**Selected extract**
Reputation: 7961
I have location information provided by GeoNames.org parsed into a relational database. Using this information, I am attempting to build an ElasticSearch index that contains populated place (city) names, administrative division (state, province, etc.) names, country names and country codes. My goal is to provide a location search that is similar to Google Maps':
I don't need the cool bold highlighting, but I do need the search to return similar results in a similar way. I've tried creating a mapping with a single location field consisting of the entire location name (e.g., "Round Rock, TX, United States") and I've also tried having five separate fields consisting of each piece of a location. I've tried keyword and prefix queries and edgengram analyzers; I have been unsuccessful in finding the correct configuration to get this working properly.
What kinds of analyzers--both index and search--should I be looking at to accomplish my goals? This search doesn't have to be as perfected as Google's but I'd like it to be at least similar.

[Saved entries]
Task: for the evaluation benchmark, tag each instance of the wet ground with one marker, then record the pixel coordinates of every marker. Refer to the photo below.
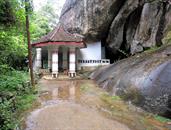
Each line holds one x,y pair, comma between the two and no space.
80,105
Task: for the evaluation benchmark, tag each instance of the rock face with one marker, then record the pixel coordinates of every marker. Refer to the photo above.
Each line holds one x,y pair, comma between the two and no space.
142,79
129,25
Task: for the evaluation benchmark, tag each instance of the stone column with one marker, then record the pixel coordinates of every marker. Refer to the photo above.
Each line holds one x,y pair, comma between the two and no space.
38,58
72,62
55,63
49,59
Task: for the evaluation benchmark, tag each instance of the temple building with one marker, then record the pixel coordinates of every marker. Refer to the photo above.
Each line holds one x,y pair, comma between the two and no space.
62,52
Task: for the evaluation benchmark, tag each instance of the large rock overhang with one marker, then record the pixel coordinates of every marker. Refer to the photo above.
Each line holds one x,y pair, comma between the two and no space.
45,44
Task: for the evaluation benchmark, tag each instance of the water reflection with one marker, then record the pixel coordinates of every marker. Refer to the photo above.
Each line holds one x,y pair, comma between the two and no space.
60,90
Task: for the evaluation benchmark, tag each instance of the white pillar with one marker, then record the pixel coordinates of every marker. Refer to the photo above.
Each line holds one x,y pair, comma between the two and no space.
65,58
72,62
55,63
49,59
38,58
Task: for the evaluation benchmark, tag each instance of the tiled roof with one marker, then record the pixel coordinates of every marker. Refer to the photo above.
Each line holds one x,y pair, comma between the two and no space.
59,34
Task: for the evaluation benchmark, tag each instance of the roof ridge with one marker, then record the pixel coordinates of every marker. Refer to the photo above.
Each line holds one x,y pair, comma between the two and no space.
55,31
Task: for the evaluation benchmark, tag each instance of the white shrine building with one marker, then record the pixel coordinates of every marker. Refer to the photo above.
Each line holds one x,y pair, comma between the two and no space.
62,52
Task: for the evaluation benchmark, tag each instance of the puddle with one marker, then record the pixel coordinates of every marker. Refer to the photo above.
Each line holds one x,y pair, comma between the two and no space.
63,107
81,105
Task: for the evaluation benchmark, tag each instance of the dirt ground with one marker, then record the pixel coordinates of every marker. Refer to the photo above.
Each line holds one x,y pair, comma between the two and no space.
81,105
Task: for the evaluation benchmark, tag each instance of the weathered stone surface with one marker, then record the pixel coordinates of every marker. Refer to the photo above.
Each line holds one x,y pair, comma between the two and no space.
143,79
129,25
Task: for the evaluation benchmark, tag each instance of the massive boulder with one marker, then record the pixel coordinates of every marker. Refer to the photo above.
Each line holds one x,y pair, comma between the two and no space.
144,79
129,25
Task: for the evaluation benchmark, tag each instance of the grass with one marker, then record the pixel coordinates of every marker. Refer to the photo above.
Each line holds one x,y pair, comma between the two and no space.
161,119
16,97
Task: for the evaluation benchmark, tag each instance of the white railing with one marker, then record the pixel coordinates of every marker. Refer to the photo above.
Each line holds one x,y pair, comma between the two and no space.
96,62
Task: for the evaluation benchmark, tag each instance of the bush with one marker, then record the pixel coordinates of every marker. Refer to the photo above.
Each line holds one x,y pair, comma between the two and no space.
16,95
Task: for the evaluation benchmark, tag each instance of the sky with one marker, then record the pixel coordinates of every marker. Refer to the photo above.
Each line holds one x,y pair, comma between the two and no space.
57,4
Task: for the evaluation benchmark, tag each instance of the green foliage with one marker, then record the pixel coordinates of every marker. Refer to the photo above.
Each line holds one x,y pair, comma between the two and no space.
161,119
16,96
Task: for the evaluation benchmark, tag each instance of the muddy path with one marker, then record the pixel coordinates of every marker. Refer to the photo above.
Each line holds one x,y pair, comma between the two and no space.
80,105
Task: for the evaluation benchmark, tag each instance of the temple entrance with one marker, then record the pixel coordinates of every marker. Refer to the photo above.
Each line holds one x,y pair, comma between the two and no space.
63,59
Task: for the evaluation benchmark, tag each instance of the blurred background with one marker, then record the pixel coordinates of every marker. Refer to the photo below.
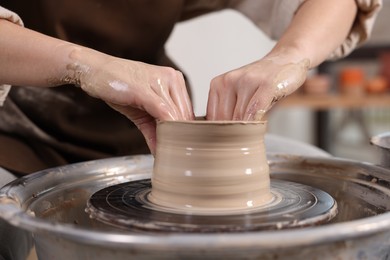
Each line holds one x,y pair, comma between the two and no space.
341,105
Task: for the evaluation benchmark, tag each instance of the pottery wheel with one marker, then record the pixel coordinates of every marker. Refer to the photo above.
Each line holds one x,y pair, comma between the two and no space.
295,205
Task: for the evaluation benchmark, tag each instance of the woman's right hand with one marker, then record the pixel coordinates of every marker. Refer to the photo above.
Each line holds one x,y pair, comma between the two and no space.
141,92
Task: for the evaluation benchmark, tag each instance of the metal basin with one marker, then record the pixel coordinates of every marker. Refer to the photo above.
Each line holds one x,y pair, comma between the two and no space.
382,144
51,205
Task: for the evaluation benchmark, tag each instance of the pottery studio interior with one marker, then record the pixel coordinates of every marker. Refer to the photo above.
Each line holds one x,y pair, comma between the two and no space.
310,179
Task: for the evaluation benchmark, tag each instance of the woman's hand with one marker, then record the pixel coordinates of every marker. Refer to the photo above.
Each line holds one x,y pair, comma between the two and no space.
142,92
249,92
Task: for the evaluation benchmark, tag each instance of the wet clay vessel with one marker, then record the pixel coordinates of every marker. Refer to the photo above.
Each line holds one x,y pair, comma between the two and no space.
210,167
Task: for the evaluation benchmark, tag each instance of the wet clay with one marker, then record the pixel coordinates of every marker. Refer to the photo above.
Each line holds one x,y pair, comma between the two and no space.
206,167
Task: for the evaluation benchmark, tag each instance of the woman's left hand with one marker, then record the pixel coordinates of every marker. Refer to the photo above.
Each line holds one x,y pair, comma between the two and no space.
249,92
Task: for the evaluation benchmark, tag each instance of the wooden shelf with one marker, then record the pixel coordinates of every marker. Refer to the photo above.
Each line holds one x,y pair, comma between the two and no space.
325,102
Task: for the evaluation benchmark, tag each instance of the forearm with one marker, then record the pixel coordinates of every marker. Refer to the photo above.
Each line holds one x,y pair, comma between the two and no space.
316,30
30,58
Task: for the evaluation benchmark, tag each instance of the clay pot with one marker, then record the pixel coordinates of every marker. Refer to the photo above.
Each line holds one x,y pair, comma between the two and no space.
205,167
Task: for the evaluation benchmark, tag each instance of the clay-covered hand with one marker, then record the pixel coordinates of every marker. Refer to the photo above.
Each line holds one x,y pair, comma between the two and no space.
249,92
142,92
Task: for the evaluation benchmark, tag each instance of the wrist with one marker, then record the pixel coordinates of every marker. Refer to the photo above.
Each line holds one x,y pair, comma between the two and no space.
285,55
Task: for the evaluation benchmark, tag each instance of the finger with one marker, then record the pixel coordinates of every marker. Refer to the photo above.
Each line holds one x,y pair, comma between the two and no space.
144,122
243,98
226,101
181,98
257,106
212,105
161,89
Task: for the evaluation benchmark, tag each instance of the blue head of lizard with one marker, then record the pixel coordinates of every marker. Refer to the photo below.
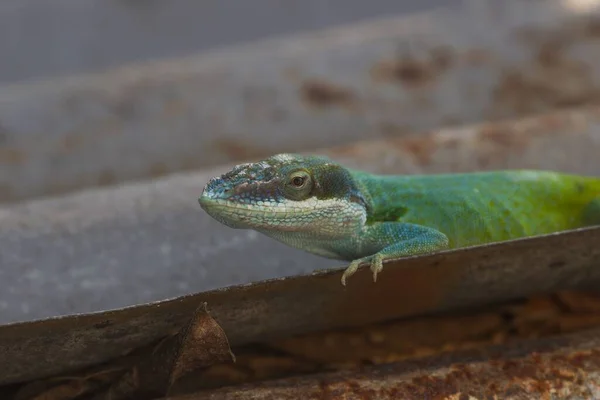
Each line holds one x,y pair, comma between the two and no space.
287,193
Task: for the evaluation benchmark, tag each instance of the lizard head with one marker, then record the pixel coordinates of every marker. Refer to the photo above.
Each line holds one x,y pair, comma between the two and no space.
286,193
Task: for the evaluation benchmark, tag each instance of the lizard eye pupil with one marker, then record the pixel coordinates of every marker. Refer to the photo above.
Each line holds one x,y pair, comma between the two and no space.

**Work to do**
Copy out the full forum post above about building an ElasticSearch location search, word for word.

**Result of this exercise**
Reputation: 7961
I have location information provided by GeoNames.org parsed into a relational database. Using this information, I am attempting to build an ElasticSearch index that contains populated place (city) names, administrative division (state, province, etc.) names, country names and country codes. My goal is to provide a location search that is similar to Google Maps':
I don't need the cool bold highlighting, but I do need the search to return similar results in a similar way. I've tried creating a mapping with a single location field consisting of the entire location name (e.g., "Round Rock, TX, United States") and I've also tried having five separate fields consisting of each piece of a location. I've tried keyword and prefix queries and edgengram analyzers; I have been unsuccessful in finding the correct configuration to get this working properly.
What kinds of analyzers--both index and search--should I be looking at to accomplish my goals? This search doesn't have to be as perfected as Google's but I'd like it to be at least similar.